EXERCISE:
Repeat every line of the listing below exactly, minus the pictures.

RECORDS FOR PROCESSING:
══════════

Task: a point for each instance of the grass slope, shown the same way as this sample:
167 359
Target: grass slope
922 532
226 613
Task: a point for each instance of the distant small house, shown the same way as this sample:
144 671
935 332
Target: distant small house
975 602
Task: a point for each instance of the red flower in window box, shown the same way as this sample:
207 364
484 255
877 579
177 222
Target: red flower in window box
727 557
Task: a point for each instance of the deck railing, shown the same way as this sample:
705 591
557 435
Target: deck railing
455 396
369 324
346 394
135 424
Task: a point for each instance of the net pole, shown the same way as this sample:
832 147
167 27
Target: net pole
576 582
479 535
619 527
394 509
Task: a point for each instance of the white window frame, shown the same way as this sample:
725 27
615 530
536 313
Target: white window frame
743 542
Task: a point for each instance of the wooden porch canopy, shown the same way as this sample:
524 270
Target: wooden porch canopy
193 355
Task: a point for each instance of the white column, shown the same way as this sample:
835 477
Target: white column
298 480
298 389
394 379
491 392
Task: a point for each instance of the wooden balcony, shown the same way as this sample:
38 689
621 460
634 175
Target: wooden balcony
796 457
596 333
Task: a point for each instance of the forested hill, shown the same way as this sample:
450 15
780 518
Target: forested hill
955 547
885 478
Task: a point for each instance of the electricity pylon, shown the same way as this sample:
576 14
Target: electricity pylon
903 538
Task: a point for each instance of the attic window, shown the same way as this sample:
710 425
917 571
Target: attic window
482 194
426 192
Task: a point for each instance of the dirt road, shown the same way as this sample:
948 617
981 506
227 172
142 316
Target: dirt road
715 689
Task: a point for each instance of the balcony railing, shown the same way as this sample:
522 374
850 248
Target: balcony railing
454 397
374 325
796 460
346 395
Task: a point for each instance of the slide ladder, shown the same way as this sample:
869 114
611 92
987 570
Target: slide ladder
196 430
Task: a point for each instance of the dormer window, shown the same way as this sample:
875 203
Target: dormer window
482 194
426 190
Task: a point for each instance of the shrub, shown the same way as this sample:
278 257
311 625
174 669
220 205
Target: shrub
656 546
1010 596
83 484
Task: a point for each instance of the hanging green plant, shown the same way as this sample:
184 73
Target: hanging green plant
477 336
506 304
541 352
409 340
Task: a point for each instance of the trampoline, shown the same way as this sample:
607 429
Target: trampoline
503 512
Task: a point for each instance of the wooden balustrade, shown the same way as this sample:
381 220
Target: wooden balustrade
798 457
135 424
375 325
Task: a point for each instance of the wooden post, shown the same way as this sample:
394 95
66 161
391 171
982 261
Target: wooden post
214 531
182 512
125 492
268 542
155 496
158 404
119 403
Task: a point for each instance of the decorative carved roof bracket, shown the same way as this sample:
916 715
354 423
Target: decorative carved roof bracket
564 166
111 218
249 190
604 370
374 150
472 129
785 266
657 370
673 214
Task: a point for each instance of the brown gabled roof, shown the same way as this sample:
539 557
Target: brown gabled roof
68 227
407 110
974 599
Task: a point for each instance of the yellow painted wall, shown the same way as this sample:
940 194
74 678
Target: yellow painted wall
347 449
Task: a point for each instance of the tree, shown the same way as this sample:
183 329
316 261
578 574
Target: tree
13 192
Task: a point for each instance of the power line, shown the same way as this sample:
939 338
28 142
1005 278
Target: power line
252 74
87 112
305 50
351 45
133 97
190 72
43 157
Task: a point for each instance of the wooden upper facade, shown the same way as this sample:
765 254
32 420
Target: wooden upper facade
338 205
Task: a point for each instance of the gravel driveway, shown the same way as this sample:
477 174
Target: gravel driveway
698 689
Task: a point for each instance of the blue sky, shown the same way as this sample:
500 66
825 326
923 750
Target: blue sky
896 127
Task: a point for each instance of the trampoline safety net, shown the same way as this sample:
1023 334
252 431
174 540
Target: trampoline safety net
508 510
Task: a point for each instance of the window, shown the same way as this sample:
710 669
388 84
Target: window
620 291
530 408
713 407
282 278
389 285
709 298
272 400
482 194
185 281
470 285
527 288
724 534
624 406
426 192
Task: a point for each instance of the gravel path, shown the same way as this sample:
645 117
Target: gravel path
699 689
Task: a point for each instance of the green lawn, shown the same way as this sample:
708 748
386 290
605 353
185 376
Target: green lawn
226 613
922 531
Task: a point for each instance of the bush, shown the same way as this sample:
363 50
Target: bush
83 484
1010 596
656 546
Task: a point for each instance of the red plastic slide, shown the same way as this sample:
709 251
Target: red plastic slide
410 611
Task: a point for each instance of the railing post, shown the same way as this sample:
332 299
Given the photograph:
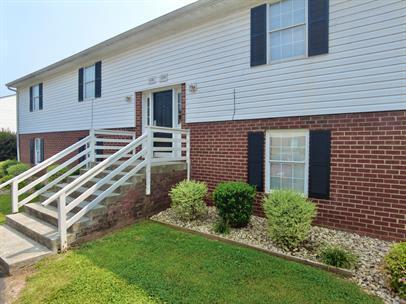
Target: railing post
14 196
92 146
149 156
188 153
62 222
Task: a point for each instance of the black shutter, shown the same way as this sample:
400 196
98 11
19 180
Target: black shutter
42 150
32 151
256 142
97 92
319 164
40 96
318 27
80 86
31 100
258 35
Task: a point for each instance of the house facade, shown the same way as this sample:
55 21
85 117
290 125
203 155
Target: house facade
8 113
302 94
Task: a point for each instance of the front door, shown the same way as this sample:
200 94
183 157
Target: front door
163 115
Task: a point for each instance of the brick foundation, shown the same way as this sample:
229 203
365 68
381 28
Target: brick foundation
54 142
134 205
368 166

══════════

THE OUTPUT:
Task: a point for each instance of the grass slope, shown the same way as this sample:
167 359
Target: grass slope
922 532
226 613
Task: a point for each instance of the distant small house, shown the same way as this sample:
144 671
935 332
Target: distant small house
975 602
Task: a point for each instance of the red flower in window box, shown the same way as this sample:
207 364
484 255
877 579
177 222
Target: red flower in window box
727 557
Task: a point for each instance of the deck railing, shown the same way as this sample:
705 591
557 435
Target: deck railing
455 396
369 324
346 394
135 424
Task: a point for each instance of the net pole, shown the same way as this sample:
832 147
167 27
Target: net pole
576 582
479 535
619 527
394 509
Task: a point for each instance of the white window frame, shown the same way as this sample:
725 27
615 530
536 313
Target: white window frame
743 542
Task: a point for each instance of the wooden porch canopy, shown the same way as this sample:
524 270
Target: wooden porch canopy
193 355
Task: a point for each instance of the white column, shown the same way as this sample:
835 477
Target: white column
298 480
298 389
394 379
491 392
Task: a point for each instance of the wooden balcony, shown the same way as this sample:
38 689
621 460
634 175
Target: wooden balcony
796 457
596 333
Task: a point for each instance of the forested hill, shown the same way as this sample:
450 15
780 518
Target: forested hill
955 547
885 478
Task: a point for each instance of the electricity pylon, shown the same way as this sample:
576 14
Target: electricity pylon
903 538
Task: a point for each instance of the attic window, shown the same way as this sample:
710 425
917 571
Target: attic window
482 194
426 192
Task: a point for each instance of the dirt road, shown the same way as this sample:
948 617
981 506
227 172
142 316
Target: dirt road
715 689
Task: a point for each instance of the balcony railing, shown the same way as this sample:
522 374
850 248
Target: balcony railing
454 397
374 325
796 460
346 395
Task: a point for each instance of the slide ladder, shown the same way as this sample:
869 114
611 92
987 570
Target: slide ladder
196 430
Task: a point for each instance of the dormer window, shown the same way as this sample:
875 203
Target: dormer window
482 194
426 190
Task: a point for each instance of the shrub, shown the same way as this sample:
278 257
311 625
174 669
220 205
Target: shrub
656 546
1010 596
83 484
Task: a point for each instance of the hanging green plant, shown the same way as this sample:
184 73
Target: hanging green plant
477 336
506 304
541 352
409 340
Task: a point for each instance of the trampoline, shown the same way as this sample:
607 429
Target: trampoline
503 512
Task: a point for each instance of the wooden balustrade, shown the same way as this sample:
381 220
Target: wooden balustrade
798 457
135 424
375 325
Task: a point for each instance of the wooden post, shown the same way as this sample:
394 95
66 161
391 171
982 261
Target: wooden post
214 531
182 512
125 492
268 542
155 496
158 404
119 403
Task: a point for each instance of the decorative carved roof bracket, shown the same way as this sample:
916 715
354 423
Target: decorative carved roof bracket
564 166
111 218
249 190
604 370
374 150
472 129
785 266
657 370
673 214
Task: a point for each instance of the brown gabled roof, shown the same way as this sample:
539 557
Target: brown gabled roof
68 227
407 110
974 599
Task: a point for each instance of the yellow painted wall, shown the same way as this sample:
940 194
74 678
Target: yellow painted wall
347 449
Task: a point for each instance of the tree, shown the same way as this sample:
183 329
316 261
578 574
Target: tree
13 192
Task: a point for each instance of the power line, shown the same way as this sample:
939 338
28 142
1005 278
Target: power line
252 74
87 112
305 50
351 45
133 97
190 72
43 157
Task: a point for each instance of the wooden upper facade, shown the same way as this sample:
765 254
32 420
Target: wooden upper facade
338 205
Task: a point for each instance of the gravel driveway, shown the same way as this sample:
477 174
Target: gravel driveway
698 689
Task: a point for each instance of the blue sky, shown the same way as this sample:
500 66
825 326
923 750
Target: blue sky
896 127
Task: a point for each instance of the trampoline safety net, shown the same way as this sample:
1023 334
252 431
174 540
Target: trampoline safety net
508 510
Task: a point for each instance of the window, shown the same way as this sample:
710 669
388 84
Target: window
620 291
530 408
713 407
282 278
389 285
709 298
272 400
482 194
185 281
470 285
527 288
724 534
624 406
426 192
Task: a point for each instance of the gravel path, shown the same way as this sample:
645 117
Target: gravel path
699 689
Task: a point for each instance of the green lawn, shown the same way as this sample:
708 748
386 290
605 353
185 376
Target: green lawn
226 613
922 531
Task: a point for each instance of the bush, shown the same way as this sample:
363 50
Target: bush
83 484
1010 596
656 546
Task: a point for each instance of the red plastic slide, shown the same way as this sample:
709 251
Target: red plastic slide
410 611
Task: a point for each instance of the railing post, shown the same way as this sample:
332 299
Given the photograph:
Target: railing post
14 196
92 146
149 156
188 153
62 222
Task: a point for each instance of the black shutter, shown the same way as this sample:
400 196
98 11
19 180
Target: black shutter
42 150
32 151
256 142
97 92
319 164
40 96
318 27
80 86
31 100
258 35
Task: a point for each instance of the house facade, shown the same way as this sample:
55 21
85 117
290 125
203 155
Target: house facade
8 113
302 94
Task: a point for each instance of the front door, shown the same way as this sample:
200 94
183 157
Target: front door
163 115
Task: a point for each instance of the brick foundation, shown the same way as this sample:
229 203
365 68
381 28
Target: brick foundation
54 142
134 205
368 166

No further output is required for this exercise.